[Task brief] Go through the material below and list each line that contains the string "white".

[Material provided]
━━━━━━━━

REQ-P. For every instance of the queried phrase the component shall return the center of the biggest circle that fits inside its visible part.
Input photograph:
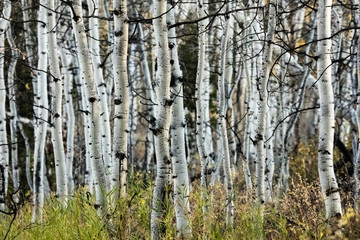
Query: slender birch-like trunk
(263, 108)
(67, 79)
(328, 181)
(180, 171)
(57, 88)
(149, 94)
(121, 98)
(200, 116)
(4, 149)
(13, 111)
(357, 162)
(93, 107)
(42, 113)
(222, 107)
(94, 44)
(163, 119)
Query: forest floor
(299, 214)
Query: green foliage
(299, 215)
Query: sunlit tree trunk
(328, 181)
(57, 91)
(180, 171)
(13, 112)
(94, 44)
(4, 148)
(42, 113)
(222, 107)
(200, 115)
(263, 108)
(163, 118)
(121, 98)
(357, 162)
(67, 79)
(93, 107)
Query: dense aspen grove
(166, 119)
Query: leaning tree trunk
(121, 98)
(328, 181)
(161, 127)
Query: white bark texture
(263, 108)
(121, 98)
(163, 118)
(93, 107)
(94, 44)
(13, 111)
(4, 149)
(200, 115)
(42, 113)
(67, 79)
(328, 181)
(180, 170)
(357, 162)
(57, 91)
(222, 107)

━━━━━━━━

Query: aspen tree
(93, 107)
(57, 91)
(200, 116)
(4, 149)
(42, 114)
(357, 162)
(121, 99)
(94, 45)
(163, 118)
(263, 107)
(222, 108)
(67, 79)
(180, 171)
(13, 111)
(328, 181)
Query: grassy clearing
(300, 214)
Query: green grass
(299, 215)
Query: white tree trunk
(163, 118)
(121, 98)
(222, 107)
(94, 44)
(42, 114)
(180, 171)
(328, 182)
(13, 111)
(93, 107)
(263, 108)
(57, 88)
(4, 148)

━━━━━━━━

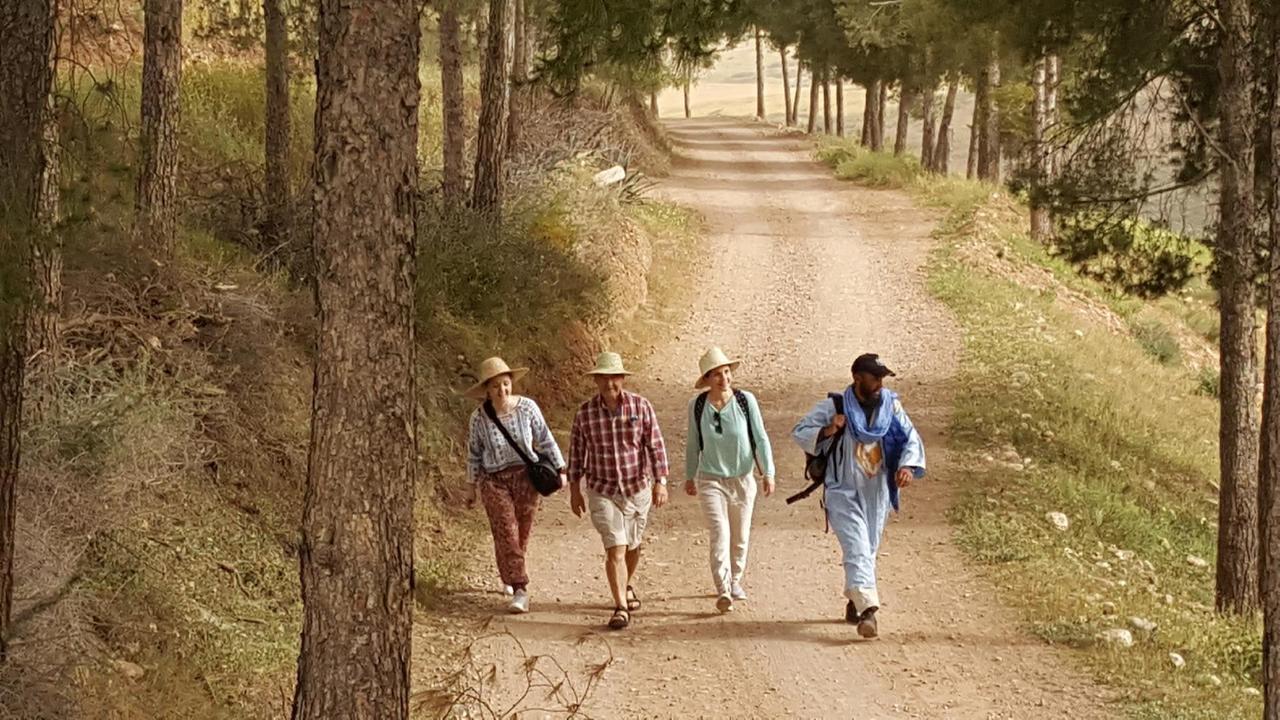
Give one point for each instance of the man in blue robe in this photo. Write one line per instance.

━━━━━━━━

[Output below]
Query: white bark texture
Query: white tree trunk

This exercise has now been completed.